LIST OF TASKS:
a: In the passage about waiting for the bus outside a restaurant, whose hand did the narrator once shake in a crowd in their hometown?
b: Write the next part of the passage about spotting Tom Selleck, starting after its final sentence.
======== PASSAGE SHOWN
That second time Tom and I didn’t actually meet, in Calgary, in the winter, I tried not to stare into the restaurant window too often as I waited for the bus. But it just took so long to come and although I was certain it was Tom Selleck in there, warm and cozy and enjoying fine red wine and pasta or veal or something delicious, I just couldn’t stop looking to make sure it was really him. I knew he was in town making a film so it made sense that the tall handsome guy who got out of the limousine and looked just like him must be him. But that’s the thing about famous people. When I do see them I can’t quite believe that they really exist. Once I shook Pierre Eliot Trudeau’s hand in a crowd of people in my hometown and I wouldn’t let go until I was sure the hand I was clutching belonged to the body of the Prime Minister of Canada. A few more seconds and I might have been arrested.
================
======== DATASET EXTRACT
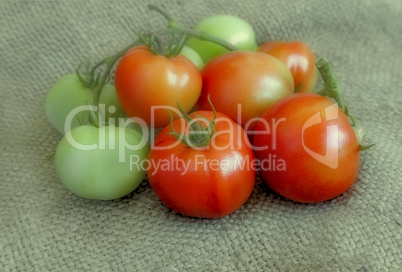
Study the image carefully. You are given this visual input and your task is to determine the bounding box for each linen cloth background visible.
================
ANSWERS TO THE PROBLEMS:
a: Pierre Eliot Trudeau's, the Prime Minister of Canada.

b:
I have never had sex with a famous person, and this late in life I don’t expect to, unless I run into David Hyde Pierce or Nathan Lane or Brent Carver at a little fey bistro one foggy night, and they take pity on me and invite me to their place for some scotch and intimate foreplay. It strikes me as an incredible improbability that I would probably never recover from. How can one expect to ever fully recover from having had sex with a celebrity? I know I couldn’t. It would consume me for the rest of my life. For years I believed that a close friend had sexual relations with Tony Perkins when he was in Toronto playing the lead in Equus. It turned out that they had just cruised each other in Yorkville one afternoon. But somehow I managed to carry that bit of false information with me for years without realizing it was untrue. I guess I just wanted to believe it so badly. I would look at my friend and just marvel at how he could actually carry on with his life after having had sex with a movie star. I would probably have a t-shirt made and wear it constantly.  
My naïve, bordering on idiotic gullibility has never ceased to amaze me. I also believed until I was fifteen that a cousin fell into Niagara Falls on a family trip and survived. It turned out that he fell into the swimming pool at the hotel. Years later another cousin actually did jump into the falls. She didn’t make it. Needless to say, tragedy and comedy often occur at different times in the same place.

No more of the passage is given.